Materials provided.
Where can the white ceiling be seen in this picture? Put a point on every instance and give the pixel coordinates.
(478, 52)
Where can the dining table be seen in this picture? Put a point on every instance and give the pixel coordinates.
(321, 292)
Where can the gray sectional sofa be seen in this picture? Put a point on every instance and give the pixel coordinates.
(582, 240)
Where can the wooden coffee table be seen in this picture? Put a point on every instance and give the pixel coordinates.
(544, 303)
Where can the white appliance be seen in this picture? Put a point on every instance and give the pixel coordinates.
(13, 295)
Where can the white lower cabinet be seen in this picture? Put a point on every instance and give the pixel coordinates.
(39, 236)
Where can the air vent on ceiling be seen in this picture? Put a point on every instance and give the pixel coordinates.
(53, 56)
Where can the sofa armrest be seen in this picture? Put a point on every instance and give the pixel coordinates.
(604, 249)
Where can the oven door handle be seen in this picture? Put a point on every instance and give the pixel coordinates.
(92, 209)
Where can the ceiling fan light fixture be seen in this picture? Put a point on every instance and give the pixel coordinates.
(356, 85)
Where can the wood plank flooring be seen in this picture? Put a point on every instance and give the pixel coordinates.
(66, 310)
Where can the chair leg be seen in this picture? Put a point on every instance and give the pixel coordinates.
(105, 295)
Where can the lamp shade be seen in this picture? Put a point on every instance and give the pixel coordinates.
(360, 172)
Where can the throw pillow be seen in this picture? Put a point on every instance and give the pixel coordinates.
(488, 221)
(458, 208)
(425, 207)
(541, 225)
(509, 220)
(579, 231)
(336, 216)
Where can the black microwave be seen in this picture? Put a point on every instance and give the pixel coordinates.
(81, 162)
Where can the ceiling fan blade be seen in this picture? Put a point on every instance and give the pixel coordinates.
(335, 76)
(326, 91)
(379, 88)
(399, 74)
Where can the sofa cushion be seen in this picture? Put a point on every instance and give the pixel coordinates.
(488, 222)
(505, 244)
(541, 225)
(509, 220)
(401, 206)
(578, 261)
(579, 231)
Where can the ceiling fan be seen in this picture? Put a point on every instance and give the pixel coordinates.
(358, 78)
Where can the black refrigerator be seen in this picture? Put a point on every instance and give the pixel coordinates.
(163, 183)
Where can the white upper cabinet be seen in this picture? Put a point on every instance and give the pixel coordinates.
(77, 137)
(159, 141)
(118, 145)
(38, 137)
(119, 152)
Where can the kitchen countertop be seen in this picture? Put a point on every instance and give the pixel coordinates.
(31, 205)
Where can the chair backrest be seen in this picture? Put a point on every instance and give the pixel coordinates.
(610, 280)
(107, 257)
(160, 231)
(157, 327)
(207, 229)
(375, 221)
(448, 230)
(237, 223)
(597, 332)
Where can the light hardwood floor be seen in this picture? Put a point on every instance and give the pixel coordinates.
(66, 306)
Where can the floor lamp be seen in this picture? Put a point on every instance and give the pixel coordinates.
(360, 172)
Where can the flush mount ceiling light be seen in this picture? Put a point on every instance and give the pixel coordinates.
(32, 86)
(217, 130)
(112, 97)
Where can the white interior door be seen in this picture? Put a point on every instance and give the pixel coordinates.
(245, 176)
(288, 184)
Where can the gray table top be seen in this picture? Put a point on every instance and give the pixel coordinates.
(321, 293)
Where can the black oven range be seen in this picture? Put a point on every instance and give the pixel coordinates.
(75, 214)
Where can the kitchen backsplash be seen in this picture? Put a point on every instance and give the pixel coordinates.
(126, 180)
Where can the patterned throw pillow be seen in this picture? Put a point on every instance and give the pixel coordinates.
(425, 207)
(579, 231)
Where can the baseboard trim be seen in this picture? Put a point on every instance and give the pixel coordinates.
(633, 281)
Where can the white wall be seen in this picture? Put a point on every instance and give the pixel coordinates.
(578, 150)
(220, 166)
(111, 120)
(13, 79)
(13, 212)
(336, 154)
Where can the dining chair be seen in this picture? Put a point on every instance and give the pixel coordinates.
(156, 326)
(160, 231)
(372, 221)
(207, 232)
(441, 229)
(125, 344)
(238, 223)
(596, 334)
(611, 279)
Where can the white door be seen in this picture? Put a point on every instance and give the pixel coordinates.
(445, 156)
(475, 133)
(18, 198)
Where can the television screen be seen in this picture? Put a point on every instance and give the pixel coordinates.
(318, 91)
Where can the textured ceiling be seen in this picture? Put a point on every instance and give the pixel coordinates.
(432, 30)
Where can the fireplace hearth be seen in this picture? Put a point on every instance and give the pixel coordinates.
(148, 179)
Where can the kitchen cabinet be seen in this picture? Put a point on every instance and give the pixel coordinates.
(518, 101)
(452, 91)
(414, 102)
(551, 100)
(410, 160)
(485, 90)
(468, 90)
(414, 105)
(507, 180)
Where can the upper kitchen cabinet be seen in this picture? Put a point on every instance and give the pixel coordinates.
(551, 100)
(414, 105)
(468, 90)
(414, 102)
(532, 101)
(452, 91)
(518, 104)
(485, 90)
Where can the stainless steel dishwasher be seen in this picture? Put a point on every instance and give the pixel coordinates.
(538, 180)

* * *

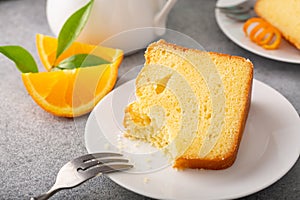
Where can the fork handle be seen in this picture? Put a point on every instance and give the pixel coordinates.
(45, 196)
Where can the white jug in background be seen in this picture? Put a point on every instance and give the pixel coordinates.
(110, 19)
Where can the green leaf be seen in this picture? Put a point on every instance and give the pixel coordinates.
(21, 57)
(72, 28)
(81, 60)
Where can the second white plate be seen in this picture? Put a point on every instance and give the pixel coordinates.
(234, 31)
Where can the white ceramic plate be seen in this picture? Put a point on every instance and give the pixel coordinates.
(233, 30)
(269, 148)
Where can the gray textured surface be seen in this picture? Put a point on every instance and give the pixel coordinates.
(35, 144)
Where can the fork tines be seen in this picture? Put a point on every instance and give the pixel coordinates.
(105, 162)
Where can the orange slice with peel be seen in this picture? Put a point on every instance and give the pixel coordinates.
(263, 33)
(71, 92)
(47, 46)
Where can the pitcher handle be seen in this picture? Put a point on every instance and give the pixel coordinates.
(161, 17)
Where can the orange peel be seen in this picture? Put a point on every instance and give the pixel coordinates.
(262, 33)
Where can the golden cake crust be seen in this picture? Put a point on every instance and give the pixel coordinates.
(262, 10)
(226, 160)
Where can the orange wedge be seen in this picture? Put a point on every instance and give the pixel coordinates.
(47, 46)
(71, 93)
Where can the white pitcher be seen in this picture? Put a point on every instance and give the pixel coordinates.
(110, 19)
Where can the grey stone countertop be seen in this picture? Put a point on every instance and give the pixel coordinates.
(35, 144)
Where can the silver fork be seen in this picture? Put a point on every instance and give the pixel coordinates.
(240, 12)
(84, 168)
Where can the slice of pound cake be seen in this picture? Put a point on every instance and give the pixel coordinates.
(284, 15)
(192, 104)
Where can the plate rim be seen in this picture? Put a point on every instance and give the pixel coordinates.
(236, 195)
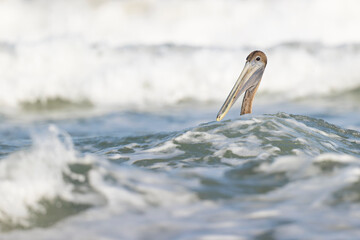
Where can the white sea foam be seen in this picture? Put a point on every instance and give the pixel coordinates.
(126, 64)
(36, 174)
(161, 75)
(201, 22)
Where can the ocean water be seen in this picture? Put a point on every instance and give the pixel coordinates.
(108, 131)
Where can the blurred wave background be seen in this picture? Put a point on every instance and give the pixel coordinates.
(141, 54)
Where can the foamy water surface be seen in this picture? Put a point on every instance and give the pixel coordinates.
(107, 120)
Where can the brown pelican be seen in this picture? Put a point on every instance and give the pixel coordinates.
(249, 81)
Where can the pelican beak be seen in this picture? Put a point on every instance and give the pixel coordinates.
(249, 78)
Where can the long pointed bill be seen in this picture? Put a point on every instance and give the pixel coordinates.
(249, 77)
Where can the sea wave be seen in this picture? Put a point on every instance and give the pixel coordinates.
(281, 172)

What is asked. Pull out every line of the data above that contains the string "throw". Case counts.

Result.
Where can the throw pillow be seen in this picture? Put a point on every instance and give the pixel coordinates.
Where can the patterned throw pillow be seen in this picture? Put a point on every instance and give the pixel coordinates.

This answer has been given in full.